TASK GOAL ▸ Reproduce the records word for word, beginning with the line containing "Target: astre logo sign" and continuing through the end of the records.
begin
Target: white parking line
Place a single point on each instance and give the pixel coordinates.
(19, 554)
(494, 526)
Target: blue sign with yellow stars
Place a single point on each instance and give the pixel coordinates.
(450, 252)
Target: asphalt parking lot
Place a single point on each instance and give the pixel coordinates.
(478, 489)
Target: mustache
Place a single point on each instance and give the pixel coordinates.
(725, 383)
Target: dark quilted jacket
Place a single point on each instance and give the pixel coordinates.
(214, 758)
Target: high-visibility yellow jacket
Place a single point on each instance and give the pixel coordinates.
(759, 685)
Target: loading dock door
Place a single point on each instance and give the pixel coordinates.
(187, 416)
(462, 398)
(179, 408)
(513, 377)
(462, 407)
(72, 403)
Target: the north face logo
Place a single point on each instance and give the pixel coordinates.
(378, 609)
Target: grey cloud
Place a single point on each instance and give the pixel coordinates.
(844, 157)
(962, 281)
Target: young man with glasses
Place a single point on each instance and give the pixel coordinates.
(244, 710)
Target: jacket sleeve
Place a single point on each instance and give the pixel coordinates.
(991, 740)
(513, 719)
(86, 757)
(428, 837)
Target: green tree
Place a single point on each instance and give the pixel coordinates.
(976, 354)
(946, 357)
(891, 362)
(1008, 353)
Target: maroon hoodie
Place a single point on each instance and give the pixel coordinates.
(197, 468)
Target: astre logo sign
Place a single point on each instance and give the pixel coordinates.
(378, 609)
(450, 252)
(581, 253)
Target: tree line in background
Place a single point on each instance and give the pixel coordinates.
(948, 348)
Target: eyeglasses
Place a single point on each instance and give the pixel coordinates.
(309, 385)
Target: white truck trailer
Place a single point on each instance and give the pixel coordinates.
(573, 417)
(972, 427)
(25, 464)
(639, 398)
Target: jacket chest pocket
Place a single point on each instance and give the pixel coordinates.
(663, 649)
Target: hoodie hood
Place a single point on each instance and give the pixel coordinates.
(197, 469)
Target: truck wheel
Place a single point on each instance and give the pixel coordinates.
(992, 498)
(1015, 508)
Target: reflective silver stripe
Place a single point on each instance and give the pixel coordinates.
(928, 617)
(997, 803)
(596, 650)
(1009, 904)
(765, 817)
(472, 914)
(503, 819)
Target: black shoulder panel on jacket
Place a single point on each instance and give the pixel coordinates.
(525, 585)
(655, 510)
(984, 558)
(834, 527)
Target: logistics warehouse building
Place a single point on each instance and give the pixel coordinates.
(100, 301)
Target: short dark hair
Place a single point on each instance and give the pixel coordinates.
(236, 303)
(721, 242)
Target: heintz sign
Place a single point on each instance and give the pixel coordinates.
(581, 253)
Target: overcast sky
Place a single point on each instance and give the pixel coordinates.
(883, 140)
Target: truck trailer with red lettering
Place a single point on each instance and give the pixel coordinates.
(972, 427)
end
COMPLETE RESPONSE ▸
Target: astre logo sign
Place a single point on each instance and give the pixel coordinates.
(378, 609)
(450, 252)
(581, 253)
Target: tree line in background
Place a single point on each instance and give the pixel coordinates.
(948, 348)
Target: eyeglasses
Place a single point on each instance and give the pixel coordinates.
(309, 385)
Target: white truck trailer
Place a single point on each instance and give the pixel coordinates.
(573, 417)
(972, 427)
(25, 464)
(639, 398)
Target: jacket chest pocket
Place a single point on each instance and give the pixel coordinates.
(663, 649)
Target: hoodie hood
Place a single point on each instance and give the pixel coordinates.
(197, 469)
Target: truck wheel
Place a single point on each instance and give the pixel coordinates.
(992, 498)
(1015, 508)
Target: reflective silver stripe
Place a single point on each instance and give the pixel coordinates.
(928, 617)
(997, 803)
(596, 650)
(1009, 904)
(765, 817)
(472, 914)
(503, 819)
Target: black shoulder panel on jacket
Place a single point on each instance and give the pixel coordinates.
(525, 585)
(655, 510)
(984, 558)
(834, 527)
Target: logistics warehouse building
Place a single point on each instance and give the pixel coordinates.
(100, 301)
Target: short dark hair
Place a single point on each instance and give the pixel coordinates.
(236, 303)
(721, 242)
Target: heintz sign
Place a single point on each instance and give the pixel coordinates.
(581, 253)
Target: overcast sky
Place a single point on each instance and give the pixel coordinates.
(883, 140)
Target: truck trailer with red lettering
Place a single point on each instance and give the pixel coordinates.
(972, 427)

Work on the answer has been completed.